**Some records:**
===============

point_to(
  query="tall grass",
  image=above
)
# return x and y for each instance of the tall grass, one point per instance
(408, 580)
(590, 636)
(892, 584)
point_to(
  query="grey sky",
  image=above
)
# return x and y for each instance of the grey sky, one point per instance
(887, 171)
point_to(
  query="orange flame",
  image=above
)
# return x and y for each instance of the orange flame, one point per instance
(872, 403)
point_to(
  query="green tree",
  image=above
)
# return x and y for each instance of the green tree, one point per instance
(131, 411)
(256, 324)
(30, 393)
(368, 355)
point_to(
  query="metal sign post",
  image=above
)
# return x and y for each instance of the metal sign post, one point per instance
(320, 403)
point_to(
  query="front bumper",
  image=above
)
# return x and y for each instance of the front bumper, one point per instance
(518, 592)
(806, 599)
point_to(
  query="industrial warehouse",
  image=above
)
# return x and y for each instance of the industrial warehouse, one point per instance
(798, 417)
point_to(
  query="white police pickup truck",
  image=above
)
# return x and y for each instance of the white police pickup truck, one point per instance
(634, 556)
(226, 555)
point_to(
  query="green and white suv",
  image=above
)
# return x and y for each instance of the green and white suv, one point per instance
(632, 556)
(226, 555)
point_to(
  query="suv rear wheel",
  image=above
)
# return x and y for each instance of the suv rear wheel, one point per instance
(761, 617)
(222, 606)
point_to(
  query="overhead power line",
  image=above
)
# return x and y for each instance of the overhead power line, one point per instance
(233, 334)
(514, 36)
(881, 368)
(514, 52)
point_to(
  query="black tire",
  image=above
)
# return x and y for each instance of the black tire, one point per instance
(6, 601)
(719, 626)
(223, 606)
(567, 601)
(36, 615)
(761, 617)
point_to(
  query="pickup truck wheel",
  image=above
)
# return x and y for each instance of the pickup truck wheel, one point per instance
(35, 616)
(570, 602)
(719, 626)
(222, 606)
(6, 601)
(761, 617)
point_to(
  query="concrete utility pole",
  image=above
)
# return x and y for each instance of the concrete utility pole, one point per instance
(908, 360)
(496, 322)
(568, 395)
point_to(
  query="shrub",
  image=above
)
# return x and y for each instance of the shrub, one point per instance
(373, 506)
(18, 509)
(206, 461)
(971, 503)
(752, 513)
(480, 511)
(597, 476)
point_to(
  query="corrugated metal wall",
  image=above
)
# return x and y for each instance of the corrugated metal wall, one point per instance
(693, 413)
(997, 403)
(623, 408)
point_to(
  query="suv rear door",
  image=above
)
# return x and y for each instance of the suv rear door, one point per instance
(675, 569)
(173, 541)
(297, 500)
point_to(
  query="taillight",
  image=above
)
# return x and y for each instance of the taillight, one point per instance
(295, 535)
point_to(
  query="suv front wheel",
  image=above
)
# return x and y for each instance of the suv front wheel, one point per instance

===============

**Task objective:** Write the data from above out again, exactly.

**Solution:**
point_to(
  query="tall grass",
  image=above
)
# return x and y for each instance of the tall grass, one point per instance
(408, 580)
(590, 636)
(892, 584)
point_to(
  query="grey sky",
  image=above
)
# return x and y for each instance of the grey sky, one point per instance
(887, 171)
point_to(
  query="orange flame",
  image=above
)
# return x and y for each instance of the orange flame, one point per instance
(872, 403)
point_to(
  query="green tree",
  image=above
)
# return x and y for each instance of the green tree, one point per instance
(131, 411)
(256, 324)
(30, 393)
(368, 355)
point_to(
  query="metal sign post",
  image=above
)
# return x and y for each instance of the metal sign post, one point per instance
(320, 403)
point_to(
  query="front bumper",
  image=above
)
# return x and y for each instance of the front bumper, one point per instance
(518, 592)
(806, 599)
point_to(
  query="industrial warehouse",
  image=above
)
# return x and y for each instance of the industrial warehouse, one point per instance
(798, 417)
point_to(
  query="white police pickup truck",
  image=above
)
# return x and y for each instance of the white police pickup truck, one point per instance
(634, 556)
(226, 555)
point_to(
  query="green and white suv",
  image=above
)
# return x and y for each instance of the green and white suv, one point per instance
(632, 556)
(226, 555)
point_to(
  query="suv rear wheel",
  image=above
)
# return x and y for each instance of the suv rear wheel, one point per instance
(761, 617)
(222, 606)
point_to(
  query="overhead power line",
  image=above
)
# return x and y for each instance of the overhead power line, one point per instance
(233, 334)
(514, 36)
(881, 368)
(514, 52)
point_to(
  query="black tire",
  image=above
)
# return x and y for each instance of the black tire, one point per instance
(6, 601)
(719, 626)
(223, 606)
(567, 601)
(36, 615)
(761, 617)
point_to(
  query="pickup truck wheel",
  image=above
)
# return x and y for each instance of the pickup truck wheel, one point per instance
(35, 616)
(570, 602)
(719, 626)
(222, 606)
(6, 601)
(761, 617)
point_to(
  query="concrete utility pole",
  image=above
)
# return x and y for each instance of the concrete utility pole, one point per instance
(908, 360)
(496, 322)
(568, 395)
point_to(
  query="shrub",
  image=above
)
# return x and y for each instance of the shrub, one point per instance
(373, 506)
(18, 509)
(206, 461)
(971, 503)
(752, 513)
(480, 511)
(597, 476)
point_to(
  query="corrugated metal wall",
  image=above
)
# return x and y for each instance of the corrugated metal wall, one point per instance
(693, 413)
(997, 403)
(623, 408)
point_to(
  query="suv rear door",
  image=above
)
# return x and y for each instance of the suv rear door, one point per instance
(675, 569)
(173, 541)
(297, 500)
point_to(
  query="taillight",
  image=above
)
# return x and y for each instance of the taillight, one point per instance
(295, 535)
point_to(
  query="suv front wheel",
  image=above
)
# return x and y for each instance of the suv front wheel, one point per instance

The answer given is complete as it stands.